■ **What is needed**
A full, exact copy of the records below is the required answer.

■ **Provided data**
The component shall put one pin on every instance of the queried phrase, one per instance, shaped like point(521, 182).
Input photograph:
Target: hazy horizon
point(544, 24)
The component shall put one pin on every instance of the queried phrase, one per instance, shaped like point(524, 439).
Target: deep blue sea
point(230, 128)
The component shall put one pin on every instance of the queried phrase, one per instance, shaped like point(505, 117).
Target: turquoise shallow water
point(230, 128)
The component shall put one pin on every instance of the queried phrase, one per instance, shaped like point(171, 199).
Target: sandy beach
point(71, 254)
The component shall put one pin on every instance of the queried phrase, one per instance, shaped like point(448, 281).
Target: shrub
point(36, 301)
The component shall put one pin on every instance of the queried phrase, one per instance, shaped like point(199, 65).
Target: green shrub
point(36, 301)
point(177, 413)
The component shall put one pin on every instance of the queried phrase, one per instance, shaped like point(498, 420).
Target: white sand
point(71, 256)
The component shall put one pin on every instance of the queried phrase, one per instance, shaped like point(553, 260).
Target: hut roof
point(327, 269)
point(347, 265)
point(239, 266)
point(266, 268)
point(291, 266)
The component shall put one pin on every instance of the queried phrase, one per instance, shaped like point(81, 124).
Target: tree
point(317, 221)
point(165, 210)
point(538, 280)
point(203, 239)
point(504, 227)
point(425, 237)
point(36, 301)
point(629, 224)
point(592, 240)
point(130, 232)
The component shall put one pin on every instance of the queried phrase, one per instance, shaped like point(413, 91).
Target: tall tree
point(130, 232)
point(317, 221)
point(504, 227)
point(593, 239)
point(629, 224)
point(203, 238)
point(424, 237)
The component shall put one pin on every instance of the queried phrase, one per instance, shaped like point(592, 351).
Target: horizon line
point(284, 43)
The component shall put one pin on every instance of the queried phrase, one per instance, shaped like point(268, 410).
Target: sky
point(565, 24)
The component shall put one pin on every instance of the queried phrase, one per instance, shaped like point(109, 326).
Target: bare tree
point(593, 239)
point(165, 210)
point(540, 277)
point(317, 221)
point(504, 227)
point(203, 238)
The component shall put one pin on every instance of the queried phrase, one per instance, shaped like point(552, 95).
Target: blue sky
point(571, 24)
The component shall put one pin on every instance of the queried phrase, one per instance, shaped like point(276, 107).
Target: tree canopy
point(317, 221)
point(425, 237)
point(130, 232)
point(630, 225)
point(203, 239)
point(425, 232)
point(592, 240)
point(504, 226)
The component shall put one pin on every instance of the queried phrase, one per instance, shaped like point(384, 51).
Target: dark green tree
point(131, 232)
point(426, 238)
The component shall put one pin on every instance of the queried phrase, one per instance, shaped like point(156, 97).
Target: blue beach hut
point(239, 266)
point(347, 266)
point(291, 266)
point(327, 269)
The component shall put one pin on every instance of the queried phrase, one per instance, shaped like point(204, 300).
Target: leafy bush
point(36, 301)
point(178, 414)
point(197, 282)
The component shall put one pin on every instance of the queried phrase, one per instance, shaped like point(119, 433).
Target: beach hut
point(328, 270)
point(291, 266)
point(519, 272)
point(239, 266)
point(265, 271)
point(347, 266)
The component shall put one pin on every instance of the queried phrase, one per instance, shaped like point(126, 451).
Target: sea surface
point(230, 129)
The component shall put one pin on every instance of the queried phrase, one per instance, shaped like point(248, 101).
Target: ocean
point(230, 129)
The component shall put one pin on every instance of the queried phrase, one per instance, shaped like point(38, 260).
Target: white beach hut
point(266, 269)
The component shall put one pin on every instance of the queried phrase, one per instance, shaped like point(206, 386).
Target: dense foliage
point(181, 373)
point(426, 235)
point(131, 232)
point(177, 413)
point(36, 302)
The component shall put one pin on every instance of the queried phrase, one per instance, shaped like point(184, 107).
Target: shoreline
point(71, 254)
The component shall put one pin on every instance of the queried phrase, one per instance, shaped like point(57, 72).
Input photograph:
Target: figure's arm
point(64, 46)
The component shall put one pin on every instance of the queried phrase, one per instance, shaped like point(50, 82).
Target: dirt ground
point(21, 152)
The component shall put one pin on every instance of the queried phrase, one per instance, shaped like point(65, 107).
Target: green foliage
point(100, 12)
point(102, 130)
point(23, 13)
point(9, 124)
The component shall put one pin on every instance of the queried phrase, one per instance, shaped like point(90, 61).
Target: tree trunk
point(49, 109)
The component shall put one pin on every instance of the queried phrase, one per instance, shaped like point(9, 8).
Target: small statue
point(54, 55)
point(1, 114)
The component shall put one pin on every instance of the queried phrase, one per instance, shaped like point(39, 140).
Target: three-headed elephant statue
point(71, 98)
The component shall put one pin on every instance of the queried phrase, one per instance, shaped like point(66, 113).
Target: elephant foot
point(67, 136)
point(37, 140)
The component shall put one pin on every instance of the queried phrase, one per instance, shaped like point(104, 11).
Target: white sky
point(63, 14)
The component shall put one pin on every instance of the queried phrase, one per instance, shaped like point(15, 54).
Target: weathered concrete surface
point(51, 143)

■ **Written response**
The component shall put one pin on every instance of the queried phrase, one per instance, shaped like point(521, 182).
Input photograph:
Target: hazy horizon
point(544, 24)
The component shall put one pin on every instance of the queried phrase, one per instance, shaped like point(524, 439).
Target: deep blue sea
point(230, 128)
The component shall put one pin on every instance of the queried phrase, one per instance, shaped like point(505, 117).
Target: turquoise shallow water
point(230, 128)
The component shall put one pin on every instance of the queried phrase, one per instance, shaped like point(171, 199).
Target: sandy beach
point(71, 254)
The component shall put one pin on every instance of the queried phrase, one per instance, shaped like point(448, 281).
Target: shrub
point(36, 301)
The component shall put one pin on every instance of the queried phrase, one per instance, shaped like point(199, 65).
Target: green shrub
point(36, 301)
point(177, 413)
The component shall put one pin on every instance of the queried phrase, one per instance, shaped like point(498, 420).
Target: white sand
point(71, 256)
The component shall put one pin on every instance of the queried phrase, one per instance, shaped like point(553, 260).
Target: hut roof
point(327, 269)
point(347, 265)
point(239, 266)
point(266, 268)
point(291, 266)
The component shall put one pin on every instance of the queried phrase, one per instance, shaped like point(81, 124).
Target: tree
point(317, 221)
point(165, 210)
point(538, 280)
point(203, 239)
point(504, 227)
point(425, 237)
point(36, 301)
point(629, 224)
point(592, 240)
point(130, 232)
The component shall put one pin on every instance of the queried phrase, one per instance, shaped like point(413, 91).
Target: tall tree
point(130, 232)
point(317, 221)
point(504, 227)
point(593, 239)
point(629, 224)
point(203, 238)
point(424, 237)
The component shall put one pin on every instance of the queried phrase, one per instance, shaped like point(592, 351).
Target: horizon line
point(284, 43)
The component shall put one pin on every instance of the queried phrase, one per instance, shaped like point(268, 410).
Target: sky
point(565, 24)
The component shall put one pin on every instance of the queried phrase, one per instance, shaped like point(109, 326).
Target: bare tree
point(593, 239)
point(165, 210)
point(540, 277)
point(317, 221)
point(504, 227)
point(203, 238)
The component shall put one pin on every instance of the queried phrase, one per instance, shaped like point(552, 95).
Target: blue sky
point(571, 24)
The component shall put one pin on every instance of the queried phrase, one per instance, shaped like point(276, 107).
Target: tree canopy
point(317, 221)
point(425, 237)
point(130, 232)
point(630, 225)
point(203, 239)
point(425, 232)
point(592, 240)
point(504, 226)
The component shall put one pin on every instance of the queried phrase, one per instance, shaped like point(384, 51).
Target: dark green tree
point(131, 232)
point(426, 238)
The component shall put one pin on every instance of the queried phrase, one per instance, shaped like point(156, 97).
Target: blue beach hut
point(239, 266)
point(347, 266)
point(291, 266)
point(327, 269)
The component shall put one pin on every instance of the queried phrase, one per instance, shaped like point(204, 300).
Target: leafy bush
point(36, 301)
point(178, 414)
point(197, 282)
The component shall put one pin on every instance of the queried phrase, one per instance, shaped like point(119, 433).
Target: beach hut
point(328, 270)
point(291, 266)
point(519, 272)
point(239, 266)
point(265, 271)
point(347, 266)
The component shall put one pin on every instance of the queried phrase, one per instance, shaped like point(126, 451).
Target: sea surface
point(230, 129)
The component shall put one pin on every instance of the queried phrase, one per instance, shaped like point(248, 101).
Target: ocean
point(230, 129)
The component shall put one pin on every instance of the queried phrase, one per instance, shaped like point(38, 260).
Target: white beach hut
point(266, 269)
The component shall put one pin on every instance of the queried phrase, one per instance, shaped like point(206, 386).
Target: dense foliage
point(181, 373)
point(426, 235)
point(131, 232)
point(177, 413)
point(36, 302)
The component shall put one pin on every instance of the queried phrase, one per instance, shaped like point(184, 107).
Target: shoreline
point(71, 254)
The component shall put one pin on every instance of the queried phrase, one per instance, shaped like point(57, 72).
Input photograph:
Target: figure's arm
point(64, 46)
The component shall put one pin on every instance of the queried phrase, one per instance, shaped like point(50, 82).
Target: dirt ground
point(21, 152)
The component shall put one pin on every instance of the queried phrase, one per instance, shaped like point(65, 107).
Target: green foliage
point(100, 12)
point(102, 130)
point(23, 13)
point(9, 124)
The component shall put one pin on every instance of the queried phrase, one per instance, shaped like point(90, 61).
Target: tree trunk
point(49, 109)
The component shall put one pin on every instance of the queried phrase, one per instance, shaped like point(9, 8).
Target: small statue
point(54, 55)
point(1, 114)
The component shall put one pin on every instance of the queried phrase, one per instance, shaped like point(39, 140).
Target: three-headed elephant statue
point(71, 98)
The component shall put one pin on every instance of the queried phrase, one per instance, shaped like point(66, 113).
Target: elephant foot
point(67, 136)
point(37, 140)
The component shall put one pin on every instance of the queried phrase, one per instance, shaped like point(104, 11).
Target: white sky
point(63, 14)
The component shall put one pin on every instance of the queried phrase, one per instance, shaped like point(15, 54).
Target: weathered concrete surface
point(51, 143)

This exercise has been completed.